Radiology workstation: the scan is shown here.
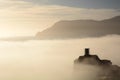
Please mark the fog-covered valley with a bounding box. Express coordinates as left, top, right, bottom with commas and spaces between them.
0, 35, 120, 80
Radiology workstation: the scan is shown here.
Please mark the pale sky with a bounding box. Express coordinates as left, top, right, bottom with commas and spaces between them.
0, 0, 120, 38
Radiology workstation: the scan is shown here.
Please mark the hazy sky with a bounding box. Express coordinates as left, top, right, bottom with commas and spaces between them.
0, 0, 120, 37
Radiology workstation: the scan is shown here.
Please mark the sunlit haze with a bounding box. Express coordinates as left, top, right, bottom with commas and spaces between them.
0, 0, 120, 37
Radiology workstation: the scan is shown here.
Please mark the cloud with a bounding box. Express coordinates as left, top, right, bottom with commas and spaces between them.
0, 0, 120, 37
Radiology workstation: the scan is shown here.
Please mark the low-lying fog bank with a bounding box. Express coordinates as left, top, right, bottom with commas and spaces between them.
0, 35, 120, 80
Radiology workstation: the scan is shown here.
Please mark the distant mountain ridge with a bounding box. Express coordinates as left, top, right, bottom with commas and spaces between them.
36, 16, 120, 39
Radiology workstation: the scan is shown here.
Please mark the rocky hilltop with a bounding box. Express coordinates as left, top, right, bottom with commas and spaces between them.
74, 48, 120, 80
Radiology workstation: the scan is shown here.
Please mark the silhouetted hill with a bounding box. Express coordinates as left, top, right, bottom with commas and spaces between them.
36, 16, 120, 39
74, 48, 120, 80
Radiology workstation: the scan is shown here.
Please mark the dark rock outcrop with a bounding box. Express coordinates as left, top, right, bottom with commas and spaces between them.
74, 48, 120, 80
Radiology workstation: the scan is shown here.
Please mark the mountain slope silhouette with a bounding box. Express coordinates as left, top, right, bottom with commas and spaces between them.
36, 16, 120, 39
· · · ·
# Short problem
Report every line in the rows above that contains the word "right", copying each such line in full.

# Reply
Please mark the fog-covered valley with a bounding box. Express coordinates as left, top, right, bottom with commas and spaces between them.
Please mark the pale sky with a bounding box. Express coordinates as left, top, right, bottom with commas and spaces between them.
Please mark the hazy sky with a bounding box. Express coordinates as left, top, right, bottom with commas and spaces between them.
Please mark the sunlit haze with a bounding box. Express coordinates as left, top, right, bottom with commas and spaces between them.
Please mark the cloud with a bounding box. Express coordinates as left, top, right, bottom with commas and spaces between them.
Please mark the low-lying fog bank with a bounding box. Express coordinates as left, top, right, bottom with commas and spaces between them.
Please mark the distant mountain ridge with a bounding box. Express coordinates as left, top, right, bottom with commas and spaces between them.
Please mark the rocky hilltop with a bounding box. Express coordinates as left, top, right, bottom with commas and spaces between them.
Please mark the silhouetted hill with a bounding box. Express coordinates as left, top, right, bottom with commas and spaces between them.
Please mark the dark rock outcrop with a bounding box. Express coordinates as left, top, right, bottom with commas and spaces between them.
Please mark the mountain slope silhouette with a bounding box. Express coordinates as left, top, right, bottom with commas and spaces between them.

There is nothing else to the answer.